TEXT:
-- -- --

American Interests and Human Rights
This article about American interests and human rights first appeared in the Spring 2017 issue of Providence’s print edition. To read the original in a PDF format, click here. To receive complete copies of future issues before they appear online, be sure to subscribe for only $28 a year.
For a century American foreign policy has often purportedly seesawed between cold focus on American interests through realpolitik or high-minded advocacy of democracy and human rights. The former was, in popular perception, embodied by Teddy Roosevelt or more recently by Richard Nixon and Henry Kissinger. The latter was, ostensibly, incarnated by Woodrow Wilson or more recently by George W. Bush. Donald Trump’s speech in Saudi Arabia on May 21 further confirms he is a realist and not a Wilsonian.
“In my inaugural address to the American People, I pledged to strengthen America’s oldest friendships, and to build new partnerships in pursuit of peace,” Trump told scores of heads of state from majority-Muslim countries. “I also promised that America will not seek to impose our way of life on others, but to outstretch our hands in the spirit of cooperation and trust.”
Trump promised not to “lecture”:
America is a sovereign nation and our first priority is always the safety and security of our citizens. We are not here to lecture. We are not here to tell other people how to live, what to do, who to be, or how to worship. Instead, we are here to offer partnership based on shared interests and values to pursue a better future.
And Trump extolled realism over idealism:
For our part, America is committed to adjusting our strategies to meet evolving threats and new facts. We will discard those strategies that have not worked—and will apply new approaches informed by experience and judgment. We are adopting a Principled Realism, rooted in common values and shared interests.
Those “common values” of course were not identified as democracy and human rights but resistance to terrorism and extremism:
Our goal is a coalition of nations who share the aim of stamping out extremism and providing our children a hopeful future that does honor to God. And so this historic and unprecedented gathering of leaders—unique in the history of nations—is a symbol to the world of our shared resolve and our mutual respect. To the leaders and citizens of every country assembled here today, I want you to know that the United States is eager to form closer bonds of friendship, security, culture and commerce.
Trump focused on security as “shared interests”:
Terrorism has spread across the world. But the path to peace begins right here, on this ancient soil, in this sacred land. America is prepared to stand with you—in pursuit of shared interests and common security.
Here at this summit we will discuss many interests we share together. But above all we must be united in pursuing the one goal that transcends every other consideration. That goal is to meet history’s great test—to conquer extremism and vanquish the forces of terrorism.

-- -- --

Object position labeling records

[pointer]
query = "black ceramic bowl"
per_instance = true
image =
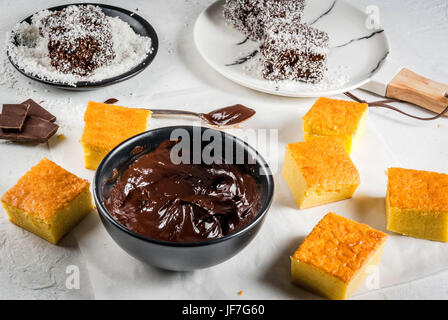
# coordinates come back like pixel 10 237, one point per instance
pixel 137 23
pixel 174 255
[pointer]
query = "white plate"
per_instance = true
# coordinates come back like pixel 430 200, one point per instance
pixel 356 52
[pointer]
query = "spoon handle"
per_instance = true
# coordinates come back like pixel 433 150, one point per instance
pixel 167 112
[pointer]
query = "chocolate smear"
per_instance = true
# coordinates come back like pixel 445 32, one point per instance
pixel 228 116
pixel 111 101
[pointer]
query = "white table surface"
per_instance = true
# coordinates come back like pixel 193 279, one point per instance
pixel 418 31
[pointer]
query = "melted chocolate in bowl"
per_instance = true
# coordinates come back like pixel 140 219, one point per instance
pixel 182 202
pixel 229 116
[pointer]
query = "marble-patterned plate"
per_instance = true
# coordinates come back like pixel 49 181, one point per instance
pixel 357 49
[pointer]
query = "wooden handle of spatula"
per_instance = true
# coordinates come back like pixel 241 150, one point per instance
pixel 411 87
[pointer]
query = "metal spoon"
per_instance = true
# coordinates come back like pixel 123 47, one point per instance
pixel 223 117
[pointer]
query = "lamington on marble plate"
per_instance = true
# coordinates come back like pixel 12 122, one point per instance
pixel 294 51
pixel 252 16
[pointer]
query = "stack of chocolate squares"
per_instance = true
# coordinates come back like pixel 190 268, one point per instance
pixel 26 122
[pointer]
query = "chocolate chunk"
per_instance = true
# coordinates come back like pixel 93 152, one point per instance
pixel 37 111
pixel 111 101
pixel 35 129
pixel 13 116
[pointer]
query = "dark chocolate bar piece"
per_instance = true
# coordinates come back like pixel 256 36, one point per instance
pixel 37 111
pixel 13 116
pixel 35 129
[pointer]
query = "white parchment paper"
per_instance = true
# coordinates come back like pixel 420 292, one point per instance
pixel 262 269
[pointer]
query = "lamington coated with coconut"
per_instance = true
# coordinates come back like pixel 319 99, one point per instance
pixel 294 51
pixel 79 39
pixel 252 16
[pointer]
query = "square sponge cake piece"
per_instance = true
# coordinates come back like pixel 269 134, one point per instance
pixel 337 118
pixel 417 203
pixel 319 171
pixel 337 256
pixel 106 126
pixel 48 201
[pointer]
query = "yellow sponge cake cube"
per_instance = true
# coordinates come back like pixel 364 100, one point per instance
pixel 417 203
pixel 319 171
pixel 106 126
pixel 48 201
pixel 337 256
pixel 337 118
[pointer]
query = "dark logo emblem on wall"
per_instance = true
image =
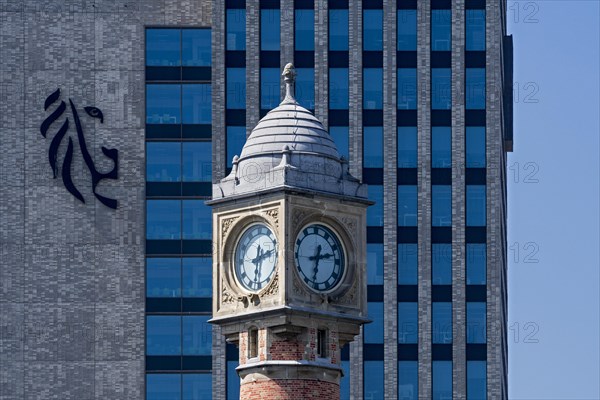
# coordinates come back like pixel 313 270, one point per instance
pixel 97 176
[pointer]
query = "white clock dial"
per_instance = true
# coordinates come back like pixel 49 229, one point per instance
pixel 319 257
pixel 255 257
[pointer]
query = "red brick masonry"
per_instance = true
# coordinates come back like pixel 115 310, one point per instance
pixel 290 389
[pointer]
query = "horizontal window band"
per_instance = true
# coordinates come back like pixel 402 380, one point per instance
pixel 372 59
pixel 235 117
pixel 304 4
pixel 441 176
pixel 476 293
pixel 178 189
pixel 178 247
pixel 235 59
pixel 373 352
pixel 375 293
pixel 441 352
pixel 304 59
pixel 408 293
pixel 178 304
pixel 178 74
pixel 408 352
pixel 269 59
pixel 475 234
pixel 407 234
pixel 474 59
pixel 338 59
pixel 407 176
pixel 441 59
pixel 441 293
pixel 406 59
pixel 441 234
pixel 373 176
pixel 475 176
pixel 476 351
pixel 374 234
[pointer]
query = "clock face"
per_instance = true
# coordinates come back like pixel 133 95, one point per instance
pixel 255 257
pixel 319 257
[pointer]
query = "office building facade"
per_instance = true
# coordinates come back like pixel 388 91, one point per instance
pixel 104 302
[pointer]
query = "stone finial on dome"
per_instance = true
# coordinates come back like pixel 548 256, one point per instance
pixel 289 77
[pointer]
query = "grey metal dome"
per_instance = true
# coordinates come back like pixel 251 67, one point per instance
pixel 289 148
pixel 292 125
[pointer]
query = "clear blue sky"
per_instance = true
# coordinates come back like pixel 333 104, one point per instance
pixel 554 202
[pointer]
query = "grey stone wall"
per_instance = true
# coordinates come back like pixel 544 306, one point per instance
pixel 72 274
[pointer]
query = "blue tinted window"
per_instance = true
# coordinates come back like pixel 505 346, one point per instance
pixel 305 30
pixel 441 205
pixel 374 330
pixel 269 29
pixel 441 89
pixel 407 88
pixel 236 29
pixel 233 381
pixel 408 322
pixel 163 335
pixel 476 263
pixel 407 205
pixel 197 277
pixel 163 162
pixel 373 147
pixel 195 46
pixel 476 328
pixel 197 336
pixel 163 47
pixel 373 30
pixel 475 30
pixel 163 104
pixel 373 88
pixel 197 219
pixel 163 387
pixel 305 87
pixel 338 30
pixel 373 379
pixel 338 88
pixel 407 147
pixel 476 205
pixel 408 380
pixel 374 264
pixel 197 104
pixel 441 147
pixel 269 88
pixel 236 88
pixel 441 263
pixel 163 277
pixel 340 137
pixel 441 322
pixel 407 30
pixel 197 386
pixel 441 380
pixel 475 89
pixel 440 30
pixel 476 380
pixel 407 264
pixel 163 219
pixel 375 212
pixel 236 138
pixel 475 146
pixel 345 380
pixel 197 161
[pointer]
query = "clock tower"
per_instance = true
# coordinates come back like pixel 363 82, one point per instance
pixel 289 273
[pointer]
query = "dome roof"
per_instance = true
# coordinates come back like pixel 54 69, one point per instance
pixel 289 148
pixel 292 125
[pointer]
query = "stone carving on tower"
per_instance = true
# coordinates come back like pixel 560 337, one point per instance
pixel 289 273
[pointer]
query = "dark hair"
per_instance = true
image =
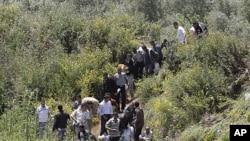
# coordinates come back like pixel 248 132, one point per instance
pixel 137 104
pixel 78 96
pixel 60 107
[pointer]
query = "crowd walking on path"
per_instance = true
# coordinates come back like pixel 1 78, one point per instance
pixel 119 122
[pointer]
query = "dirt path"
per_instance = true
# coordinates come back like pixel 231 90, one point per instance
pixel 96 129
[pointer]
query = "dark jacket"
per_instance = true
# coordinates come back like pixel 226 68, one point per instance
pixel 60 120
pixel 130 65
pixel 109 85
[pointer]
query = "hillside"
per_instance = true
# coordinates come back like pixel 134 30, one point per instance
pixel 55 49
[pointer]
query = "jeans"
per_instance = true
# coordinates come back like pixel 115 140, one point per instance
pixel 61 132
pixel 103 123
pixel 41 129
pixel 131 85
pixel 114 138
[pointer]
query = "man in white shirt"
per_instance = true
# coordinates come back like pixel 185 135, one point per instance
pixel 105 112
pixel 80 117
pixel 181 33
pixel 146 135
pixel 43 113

-- -- --

PROBLEM A: In the article on American interests and human rights, where and on what date did Donald Trump give the speech it discusses?
PROBLEM B: Continue the article on American interests and human rights from the point where it stops.
The records were taken from a different source than the article on American interests and human rights.

FINAL RESULT A: In Saudi Arabia on May 21.

FINAL RESULT B:
And Trump emphasized realism’s preference for security over “ideology” and “perfection”:
Our friends will never question our support, and our enemies will never doubt our determination. Our partnerships will advance security through stability, not through radical disruption. We will make decisions based on real-world outcomes—not inflexible ideology. We will be guided by the lessons of experience, not the confines of rigid thinking. And, wherever possible, we will seek gradual reforms—not sudden intervention. We must seek partners, not perfection—and to make allies of all who share our goals.
Trump’s only implied reference to human rights was aimed at Syria’s Assad, who “has committed unspeakable crimes,” and Iran, for which he prayed “for the day when the Iranian people have the just and righteous government they deserve.”
Maybe Trump’s Saudi speech echoes Nixon’s approach in his 1972 visit to communist China, with whom he sought collaboration against the Soviet Union, not commonality on democracy:
You believe deeply in your system, and we believe just as deeply in our system. It is not our common beliefs that have brought us together here, but our common interests and our common hopes, the interest that each of us has to maintain our independence and the security of our peoples and the hope that each of us has to build a new world order in which nations and peoples with different systems and different values can live together in peace, respecting one another while disagreeing with one another, letting history rather than the battlefield be the judge of their different ideas.
Nixon believed national interests and balance of power were surer guides to security and peace than lofty human rights ideals. Yet he was not indifferent to the Wilsonian tradition in American statecraft. For all his hard-nosed rhetoric, Nixon was a Quaker who deeply identified with the Presbyterian Wilson’s relentless pursuit of world peace through the spread of democratic principles superintended by disinterested American power.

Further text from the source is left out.